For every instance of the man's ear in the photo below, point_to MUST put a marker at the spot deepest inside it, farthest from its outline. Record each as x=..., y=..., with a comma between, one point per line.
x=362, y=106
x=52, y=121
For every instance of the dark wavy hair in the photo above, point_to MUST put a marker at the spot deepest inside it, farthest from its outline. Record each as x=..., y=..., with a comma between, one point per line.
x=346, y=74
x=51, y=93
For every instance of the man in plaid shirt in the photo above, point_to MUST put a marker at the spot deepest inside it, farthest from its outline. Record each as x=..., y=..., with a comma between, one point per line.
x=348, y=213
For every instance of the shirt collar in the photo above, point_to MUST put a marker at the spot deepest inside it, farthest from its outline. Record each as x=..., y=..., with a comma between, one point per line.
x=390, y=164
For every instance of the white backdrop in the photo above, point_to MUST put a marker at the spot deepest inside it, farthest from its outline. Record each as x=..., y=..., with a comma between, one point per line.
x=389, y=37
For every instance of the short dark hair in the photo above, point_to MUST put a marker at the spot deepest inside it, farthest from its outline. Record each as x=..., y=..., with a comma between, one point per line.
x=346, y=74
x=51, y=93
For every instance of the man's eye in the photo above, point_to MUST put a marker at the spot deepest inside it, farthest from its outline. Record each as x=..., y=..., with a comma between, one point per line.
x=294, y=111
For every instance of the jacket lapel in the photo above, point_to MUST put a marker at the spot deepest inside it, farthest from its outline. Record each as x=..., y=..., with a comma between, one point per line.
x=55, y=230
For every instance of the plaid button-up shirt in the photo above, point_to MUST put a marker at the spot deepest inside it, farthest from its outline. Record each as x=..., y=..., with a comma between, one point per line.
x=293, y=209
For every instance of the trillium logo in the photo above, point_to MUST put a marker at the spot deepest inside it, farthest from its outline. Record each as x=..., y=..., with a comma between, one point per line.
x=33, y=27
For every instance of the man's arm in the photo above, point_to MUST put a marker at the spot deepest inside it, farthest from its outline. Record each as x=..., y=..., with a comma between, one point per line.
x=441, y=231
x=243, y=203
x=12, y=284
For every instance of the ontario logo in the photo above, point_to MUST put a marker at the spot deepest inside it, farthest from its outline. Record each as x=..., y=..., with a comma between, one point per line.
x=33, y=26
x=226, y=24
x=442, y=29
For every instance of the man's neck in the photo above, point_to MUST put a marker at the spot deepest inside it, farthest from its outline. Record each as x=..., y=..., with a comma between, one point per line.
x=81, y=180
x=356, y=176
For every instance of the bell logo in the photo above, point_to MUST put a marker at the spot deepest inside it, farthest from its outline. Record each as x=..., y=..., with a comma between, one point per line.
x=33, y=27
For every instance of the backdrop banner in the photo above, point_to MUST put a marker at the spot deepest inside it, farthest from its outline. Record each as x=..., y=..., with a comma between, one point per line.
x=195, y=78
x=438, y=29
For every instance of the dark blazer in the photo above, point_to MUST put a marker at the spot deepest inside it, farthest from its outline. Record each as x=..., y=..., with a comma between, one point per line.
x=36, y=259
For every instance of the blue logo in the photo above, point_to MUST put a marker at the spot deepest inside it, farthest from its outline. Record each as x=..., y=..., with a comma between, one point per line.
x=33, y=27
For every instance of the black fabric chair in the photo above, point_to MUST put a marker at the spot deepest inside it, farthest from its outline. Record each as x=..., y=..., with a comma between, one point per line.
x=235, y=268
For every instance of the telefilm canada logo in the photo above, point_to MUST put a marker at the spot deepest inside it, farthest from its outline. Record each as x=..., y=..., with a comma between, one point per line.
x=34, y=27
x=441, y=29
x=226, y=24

^^^^^^^^

▶ [Task brief] Print out the records exactly as they were entered.

▶ [Answer below]
For every instance of the man's ear in the photo below, point_to MUST put a marker at the spot deepest inside it, farthest from its outline. Record each as x=..., y=..., with a comma between, one point per line.
x=362, y=106
x=52, y=121
For every instance of the dark wavy hair in the photo above, point_to MUST put a marker at the spot deepest inside it, farthest from its outline. Record each as x=..., y=..., with a comma between, one point per line.
x=346, y=74
x=51, y=93
For every instance of the man in plaid shirt in the photo above, point_to MUST put a marker at the spot deepest inside it, farthest from its outline. Record each as x=..., y=..., with a comma between, one point per line.
x=348, y=213
For every instance of the shirt collar in the photo above, point_to MUST put a marker at the spot deepest inside it, farthest from its outline. Record each as x=..., y=..., with a comma between, one point per line.
x=390, y=164
For every instance of the white backdrop in the photo above, point_to MUST put a marker at the spot deepest inside it, farthest from its outline. Record each as x=..., y=..., with a comma between, one point per line.
x=389, y=37
For every instance of the short dark hair in the photo above, point_to MUST put a marker at the spot deepest inside it, farthest from its outline. Record each as x=..., y=..., with a comma between, one point per line.
x=346, y=74
x=51, y=93
For every instance of the man's eye in the photo above, point_to MUST put a marker at the spot deepest inside it, farthest from its outline. Record each as x=..., y=..., with a comma between, one point per line.
x=294, y=111
For every instance of the jacket lapel in the photo above, point_to MUST put a marker at the spot deepest inside it, farthest from its outline. Record each as x=..., y=..., with a comma between, one point per line.
x=55, y=230
For every instance of the plaid button-up shirt in the photo above, point_to MUST put a marker at the spot deepest inside it, farthest from its outline. Record each as x=..., y=..., with a comma between, one point per line.
x=293, y=209
For every instance of the trillium logo in the photo above, point_to MUST put a marker at the spot deepest inside it, farthest from its outline. Record each as x=..., y=..., with a comma between, one point per line.
x=33, y=27
For every instance of the man's arm in the photo above, point_to MUST put a marker at the spot deepest inside it, farthest from its outline. Record each as x=..., y=..., with a comma between, one point per line.
x=441, y=231
x=243, y=203
x=12, y=284
For every instance of the ontario logo in the photo above, point_to MUST put a marker at the spot deepest inside it, farthest from its outline. Record each as x=..., y=..., with a comma between, one point per line.
x=33, y=26
x=226, y=24
x=442, y=29
For every instance of the man's neck in the photo above, point_to MUST put a marker at the spot deepest inside it, farthest from its outline. Record each as x=..., y=..., with a comma between, one point per line.
x=81, y=180
x=356, y=176
For every instance of the bell logo in the photo above, point_to MUST put a marker at the spot deepest inside it, farthest from its outline. Record each as x=..., y=..., with a comma between, one point per line.
x=33, y=27
For every instance of the backdrop banner in the photo above, point_to MUST put a marker at the spot deepest inside it, farthest from its outline. Record each as x=..., y=..., with a comma between, one point per line.
x=195, y=78
x=438, y=29
For every instance of the dark blazer in the photo above, point_to MUST put a marker at the spot deepest inside it, farthest from its outline. Record each as x=..., y=..., with a comma between, one point per line.
x=36, y=259
For every instance of the blue logo in the photo above, point_to MUST put a marker at the spot deepest inside it, farthest from its outline. Record each as x=..., y=..., with a comma between, one point per line.
x=33, y=27
For every instance of the black fabric chair in the photo above, point_to MUST put a marker at the spot deepest inside it, farthest from its outline. Record each as x=..., y=..., with a comma between, one point per line.
x=235, y=268
For every instance of the telefilm canada logo in the photo above, point_to MUST put a marker at the spot deepest inside it, farthest from its outline. Record each as x=..., y=..., with a comma between, one point per line.
x=34, y=27
x=441, y=29
x=226, y=24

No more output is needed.